Source:
------------------------------------------------
Re: [PATCH v9 3/6] mm: memcontrol: add interface for swap tier selection

From: Yosry Ahmed

Date: Tue Jun 23 2026 - 16:06:40 EST


On Tue, Jun 23, 2026 at 11:56 AM Joshua Hahn <joshua.hahnjy@xxxxxxxxx> wrote:
>
> On Tue, 23 Jun 2026 11:10:32 -0700 Yosry Ahmed <yosry@xxxxxxxxxx> wrote:
>
> > > To get back to the question of how the auto-tuning should work, the
> > > main question is to which ratio we scale the swap limits to.
> > > Do we set the swap limits proportional to how much swap is present
> > > in the system, or how much swap is available to the cgroup?
> > >
> > > So if we have 3 swap tiers A, B, C, with 50G, 30G, and 20G capacity
> > > respectively, how much should a cgroup with swap.max = 10G have if
> > > it is limited to tiers A and B?
> > >
> > > This is what I was getting at earlier when I said we have to calculate
> > > different ratios for different cgroups, based on what tiers they have
> > > access to.
> >
> > That's a good question. I think the case that is particularly
> > interesting is whether or not the limits of other tiers should change
> > when another tier is disabled/enabled.
> >
> > So basically in your example, assuming everything starts as "max",
> > when swap.max is set to 10G, the autoscaled limits would be: (tier A,
> > 5G), (tier B, 3G), (tier C, 2G). Now the question becomes, if
> > userspace sets the limit of tier C to 0, should the limits for tiers A
> > and B change?
> >
> > On one hand, it's simpler to just keep the autoscaled limits unchanged
> > in this case. However, this means that the effective swap limit is now
> > 8G, which is not great :/
> >
> > The alternative is to recalculate all the limits when one of them
> > changes, in which case the limits of A and B would change to 6.25G and
> > 3.75G. But I don't know if this will work well if we allow custom
> > limits. What happens if the limit of tier C is written as 1 (or 4096)
> > instead of 0? It's effectively the same scenario, but the tier is
> > technically allowed.
>
> I think the one problem with this is that it becomes quite easy to
> accidentally overcommit. As a toy example, if you have 10 workloads and
> 100G swap (as in the example I gave above), intuitively setting
> swap.max = 10G for all 10 workloads shouldn't ever cause any contention
> on capacity. But if you start excluding some tiers from some workloads,
> you actually get overcommitting on the tiers that can service the
> most workloads.
>
> I am not sure how concerning swap overcommit was, but at least in the
> memory tiering scenario accidental overcommitting of toptier memory
> seemed bad enough that I wanted to avoid the problem entirely.
>
> > The more I think about it, the more I realize it may be best to drop
> > the autoscaling thing. I imagine memory tiering might run into similar
> > issues too :/
>
> And that's why I didn't include opt-in/opt-out for any of the tiers;
> if you have system-wide ratios, there's no need to change the ratios
> at all, and as long as the sum of your memory.limit for each workload
> is under the total capacity, all tiers will also not be overcommitted.

I think eventually there may be use cases to opt some memcgs out for
some memory tiers. For example, limit sensitive workloads to the top
tier (or vice versa).

>
> Now, all of these complications aside, I think we might be overthinking
> a bit here : -) The auto-scaling should just provide some sort of
> "reasonable" default, the users can always override the per-tier
> limits if they are unhappy with the autoscaled values.
------------------------------------------------
Extracted data:
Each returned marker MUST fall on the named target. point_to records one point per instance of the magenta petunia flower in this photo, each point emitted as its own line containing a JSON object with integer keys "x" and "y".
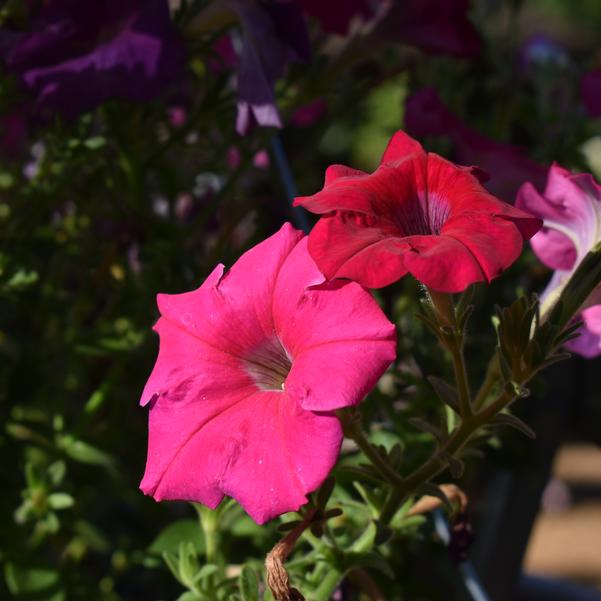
{"x": 507, "y": 165}
{"x": 78, "y": 54}
{"x": 417, "y": 213}
{"x": 571, "y": 211}
{"x": 591, "y": 92}
{"x": 251, "y": 367}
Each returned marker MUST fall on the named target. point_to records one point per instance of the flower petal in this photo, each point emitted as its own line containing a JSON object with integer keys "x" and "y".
{"x": 265, "y": 451}
{"x": 481, "y": 234}
{"x": 241, "y": 298}
{"x": 442, "y": 263}
{"x": 353, "y": 368}
{"x": 344, "y": 248}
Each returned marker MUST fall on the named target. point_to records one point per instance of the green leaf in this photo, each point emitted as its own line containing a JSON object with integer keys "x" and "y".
{"x": 383, "y": 533}
{"x": 188, "y": 562}
{"x": 456, "y": 466}
{"x": 173, "y": 565}
{"x": 188, "y": 596}
{"x": 86, "y": 453}
{"x": 434, "y": 491}
{"x": 325, "y": 490}
{"x": 23, "y": 580}
{"x": 95, "y": 143}
{"x": 60, "y": 500}
{"x": 249, "y": 584}
{"x": 425, "y": 426}
{"x": 169, "y": 538}
{"x": 57, "y": 471}
{"x": 207, "y": 570}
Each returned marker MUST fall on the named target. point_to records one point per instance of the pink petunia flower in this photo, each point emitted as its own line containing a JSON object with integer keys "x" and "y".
{"x": 571, "y": 211}
{"x": 417, "y": 213}
{"x": 508, "y": 165}
{"x": 251, "y": 367}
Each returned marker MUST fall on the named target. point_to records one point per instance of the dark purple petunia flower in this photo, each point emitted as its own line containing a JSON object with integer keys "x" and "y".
{"x": 335, "y": 16}
{"x": 78, "y": 54}
{"x": 13, "y": 132}
{"x": 273, "y": 34}
{"x": 433, "y": 26}
{"x": 507, "y": 165}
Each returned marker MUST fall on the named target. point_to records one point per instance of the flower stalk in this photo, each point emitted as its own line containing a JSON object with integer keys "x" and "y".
{"x": 452, "y": 337}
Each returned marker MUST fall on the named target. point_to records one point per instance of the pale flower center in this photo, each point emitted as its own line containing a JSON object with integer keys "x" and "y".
{"x": 268, "y": 365}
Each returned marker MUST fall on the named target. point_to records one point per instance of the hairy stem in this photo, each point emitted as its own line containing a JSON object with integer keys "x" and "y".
{"x": 453, "y": 342}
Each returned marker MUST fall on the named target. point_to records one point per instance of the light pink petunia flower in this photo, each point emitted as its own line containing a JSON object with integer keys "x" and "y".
{"x": 251, "y": 367}
{"x": 571, "y": 210}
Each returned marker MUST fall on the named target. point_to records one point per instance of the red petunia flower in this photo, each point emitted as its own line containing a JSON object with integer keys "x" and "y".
{"x": 417, "y": 213}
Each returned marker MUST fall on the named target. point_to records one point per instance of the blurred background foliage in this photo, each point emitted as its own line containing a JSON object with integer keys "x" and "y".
{"x": 100, "y": 212}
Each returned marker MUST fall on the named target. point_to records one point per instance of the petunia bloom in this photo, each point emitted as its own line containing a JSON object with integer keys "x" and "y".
{"x": 507, "y": 165}
{"x": 79, "y": 54}
{"x": 251, "y": 367}
{"x": 571, "y": 211}
{"x": 273, "y": 35}
{"x": 417, "y": 213}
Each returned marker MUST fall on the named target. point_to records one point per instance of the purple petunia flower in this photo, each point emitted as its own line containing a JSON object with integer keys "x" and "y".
{"x": 273, "y": 34}
{"x": 78, "y": 54}
{"x": 507, "y": 165}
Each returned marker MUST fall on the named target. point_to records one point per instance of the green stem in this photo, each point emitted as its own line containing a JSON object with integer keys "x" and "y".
{"x": 492, "y": 374}
{"x": 328, "y": 585}
{"x": 438, "y": 462}
{"x": 453, "y": 342}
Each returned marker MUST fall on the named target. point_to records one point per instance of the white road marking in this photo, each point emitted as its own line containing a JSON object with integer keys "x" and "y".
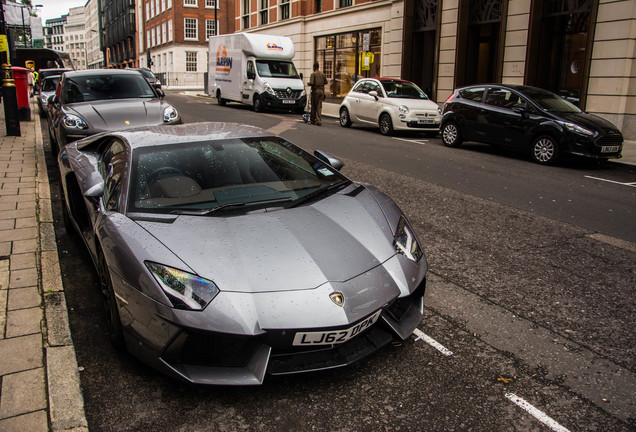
{"x": 420, "y": 142}
{"x": 432, "y": 342}
{"x": 536, "y": 413}
{"x": 611, "y": 181}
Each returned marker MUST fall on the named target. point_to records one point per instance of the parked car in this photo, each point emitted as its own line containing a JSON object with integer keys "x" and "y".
{"x": 97, "y": 100}
{"x": 43, "y": 73}
{"x": 391, "y": 104}
{"x": 150, "y": 77}
{"x": 226, "y": 252}
{"x": 530, "y": 119}
{"x": 47, "y": 89}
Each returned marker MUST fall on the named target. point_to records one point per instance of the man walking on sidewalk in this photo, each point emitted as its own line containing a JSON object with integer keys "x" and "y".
{"x": 317, "y": 82}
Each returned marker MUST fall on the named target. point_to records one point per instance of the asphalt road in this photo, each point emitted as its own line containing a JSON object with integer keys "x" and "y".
{"x": 526, "y": 299}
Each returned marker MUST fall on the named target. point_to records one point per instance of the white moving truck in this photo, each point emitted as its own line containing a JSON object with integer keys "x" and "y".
{"x": 257, "y": 70}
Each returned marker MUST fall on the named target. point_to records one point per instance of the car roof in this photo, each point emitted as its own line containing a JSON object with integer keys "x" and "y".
{"x": 152, "y": 136}
{"x": 93, "y": 72}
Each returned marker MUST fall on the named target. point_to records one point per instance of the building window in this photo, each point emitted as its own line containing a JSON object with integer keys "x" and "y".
{"x": 191, "y": 61}
{"x": 210, "y": 29}
{"x": 264, "y": 12}
{"x": 191, "y": 29}
{"x": 246, "y": 14}
{"x": 284, "y": 9}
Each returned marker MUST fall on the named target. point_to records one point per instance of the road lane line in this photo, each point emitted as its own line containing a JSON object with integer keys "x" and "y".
{"x": 420, "y": 142}
{"x": 432, "y": 342}
{"x": 536, "y": 413}
{"x": 612, "y": 181}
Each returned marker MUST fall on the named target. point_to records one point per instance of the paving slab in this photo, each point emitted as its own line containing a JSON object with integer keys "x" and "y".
{"x": 21, "y": 353}
{"x": 23, "y": 393}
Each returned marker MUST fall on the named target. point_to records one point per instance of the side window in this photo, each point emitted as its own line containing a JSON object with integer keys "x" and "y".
{"x": 502, "y": 98}
{"x": 111, "y": 167}
{"x": 250, "y": 70}
{"x": 361, "y": 87}
{"x": 473, "y": 94}
{"x": 375, "y": 86}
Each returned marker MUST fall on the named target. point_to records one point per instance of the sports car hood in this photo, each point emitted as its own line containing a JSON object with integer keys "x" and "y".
{"x": 119, "y": 114}
{"x": 333, "y": 240}
{"x": 588, "y": 121}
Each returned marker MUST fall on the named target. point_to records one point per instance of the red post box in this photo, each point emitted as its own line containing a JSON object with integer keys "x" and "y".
{"x": 22, "y": 92}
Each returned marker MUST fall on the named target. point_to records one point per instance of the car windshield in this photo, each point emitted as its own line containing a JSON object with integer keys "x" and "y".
{"x": 227, "y": 174}
{"x": 86, "y": 88}
{"x": 276, "y": 69}
{"x": 50, "y": 84}
{"x": 402, "y": 90}
{"x": 550, "y": 102}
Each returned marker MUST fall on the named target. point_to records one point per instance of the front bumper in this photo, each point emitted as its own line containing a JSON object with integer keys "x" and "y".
{"x": 293, "y": 102}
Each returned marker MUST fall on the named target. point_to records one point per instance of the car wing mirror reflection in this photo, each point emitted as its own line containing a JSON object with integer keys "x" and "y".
{"x": 93, "y": 185}
{"x": 329, "y": 159}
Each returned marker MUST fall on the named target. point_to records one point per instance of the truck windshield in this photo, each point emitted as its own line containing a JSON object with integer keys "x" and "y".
{"x": 276, "y": 69}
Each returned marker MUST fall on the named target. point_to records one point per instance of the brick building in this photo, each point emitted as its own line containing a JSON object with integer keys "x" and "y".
{"x": 174, "y": 37}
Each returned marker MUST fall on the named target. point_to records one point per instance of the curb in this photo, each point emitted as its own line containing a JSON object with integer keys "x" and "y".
{"x": 66, "y": 402}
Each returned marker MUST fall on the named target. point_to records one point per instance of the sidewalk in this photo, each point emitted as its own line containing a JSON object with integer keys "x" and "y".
{"x": 40, "y": 387}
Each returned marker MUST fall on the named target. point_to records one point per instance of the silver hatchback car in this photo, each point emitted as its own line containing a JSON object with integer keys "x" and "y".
{"x": 225, "y": 252}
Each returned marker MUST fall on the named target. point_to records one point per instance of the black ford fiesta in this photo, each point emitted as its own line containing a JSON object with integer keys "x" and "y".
{"x": 527, "y": 118}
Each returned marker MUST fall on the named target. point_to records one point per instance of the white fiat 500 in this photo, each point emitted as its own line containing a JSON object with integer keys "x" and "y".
{"x": 391, "y": 104}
------------------------------------------------
Set of tasks:
[1] In the swap tier thread, what limits would tiers A and B get if all limits are recalculated after tier C's limit is set to 0?
[2] Can you sum up the swap tier thread in two sentences?
[3] Revise the swap tier thread: write out the stretch from "On Tue, Jun" through "tiers A and B?" again, putting "control group" in place of "cgroup".

Replies:
[1] 6.25G for tier A and 3.75G for tier B.

[2] The thread asks how autoscaled per-tier swap limits should be set for a cgroup allowed only some tiers, and whether the other tiers' limits should change when one tier is disabled. Keeping limits fixed shrinks the effective limit, recalculating may not suit custom limits, and excluding tiers risks overcommit, so autoscaling might be dropped or serve only as a reasonable default that users can override.

[3]
On Tue, Jun 23, 2026 at 11:56 AM Joshua Hahn <joshua.hahnjy@xxxxxxxxx> wrote:
>
> On Tue, 23 Jun 2026 11:10:32 -0700 Yosry Ahmed <yosry@xxxxxxxxxx> wrote:
>
> > > To get back to the question of how the auto-tuning should work, the
> > > main question is to which ratio we scale the swap limits to.
> > > Do we set the swap limits proportional to how much swap is present
> > > in the system, or how much swap is available to the control group?
> > >
> > > So if we have 3 swap tiers A, B, C, with 50G, 30G, and 20G capacity
> > > respectively, how much should a control group with swap.max = 10G have if
> > > it is limited to tiers A and B?